[Data supplied]:
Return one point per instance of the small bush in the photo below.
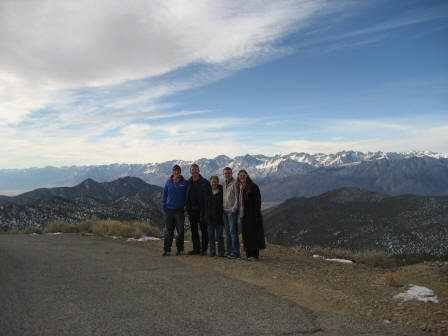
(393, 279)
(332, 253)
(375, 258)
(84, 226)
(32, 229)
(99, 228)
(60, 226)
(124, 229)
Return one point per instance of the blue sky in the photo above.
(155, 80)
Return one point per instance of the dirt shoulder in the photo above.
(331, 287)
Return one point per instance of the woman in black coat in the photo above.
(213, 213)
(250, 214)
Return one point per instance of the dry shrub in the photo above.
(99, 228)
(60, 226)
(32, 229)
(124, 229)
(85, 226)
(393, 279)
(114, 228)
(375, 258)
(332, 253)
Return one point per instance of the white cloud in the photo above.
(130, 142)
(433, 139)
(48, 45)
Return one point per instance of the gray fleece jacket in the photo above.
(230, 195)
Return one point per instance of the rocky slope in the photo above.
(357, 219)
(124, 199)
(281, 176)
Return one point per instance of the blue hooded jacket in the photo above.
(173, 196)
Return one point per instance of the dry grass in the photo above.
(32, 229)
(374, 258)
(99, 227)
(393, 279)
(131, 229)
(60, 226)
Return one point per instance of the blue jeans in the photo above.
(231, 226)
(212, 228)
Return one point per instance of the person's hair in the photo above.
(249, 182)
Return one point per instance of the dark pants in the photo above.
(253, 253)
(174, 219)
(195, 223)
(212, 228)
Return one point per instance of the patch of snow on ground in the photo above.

[Exercise instructions]: Every entry must be written out exactly, with all pictures left out.

[Result of the exercise]:
Return one point per instance of the small bush in the photo below.
(393, 279)
(332, 253)
(375, 258)
(84, 226)
(32, 229)
(99, 228)
(60, 226)
(124, 229)
Return one point per instance of the blue sky in the photo above.
(155, 80)
Return one point per instance of the dirt shoulder in the photo above.
(331, 287)
Return one point per instance of the woman in black coat in the photo above.
(213, 213)
(250, 214)
Return one point per instance of the dry shrub in the photo above.
(99, 228)
(60, 226)
(32, 229)
(124, 229)
(85, 226)
(393, 279)
(114, 228)
(375, 258)
(332, 253)
Return one point per instance of the white cloud in the photo above.
(130, 142)
(433, 139)
(48, 45)
Return one point per instance of the gray fleece jacket in the photo above.
(230, 195)
Return one point per instance of the rocky slope in the photo above.
(357, 219)
(124, 199)
(281, 176)
Return one point per instance of the blue hooded jacket in the photo above.
(173, 196)
Return one point per instance of the dry grass in the photo above.
(32, 229)
(374, 258)
(99, 227)
(393, 279)
(131, 229)
(60, 226)
Return one point per instance of the blue jeans in the photo above.
(231, 226)
(212, 228)
Return one point per instance of the person's hair in the photo above.
(249, 182)
Return one point per instance of the dark pants in the photo above.
(253, 253)
(174, 219)
(195, 223)
(212, 228)
Return one point per instance of the patch of snow on ground in the photo above.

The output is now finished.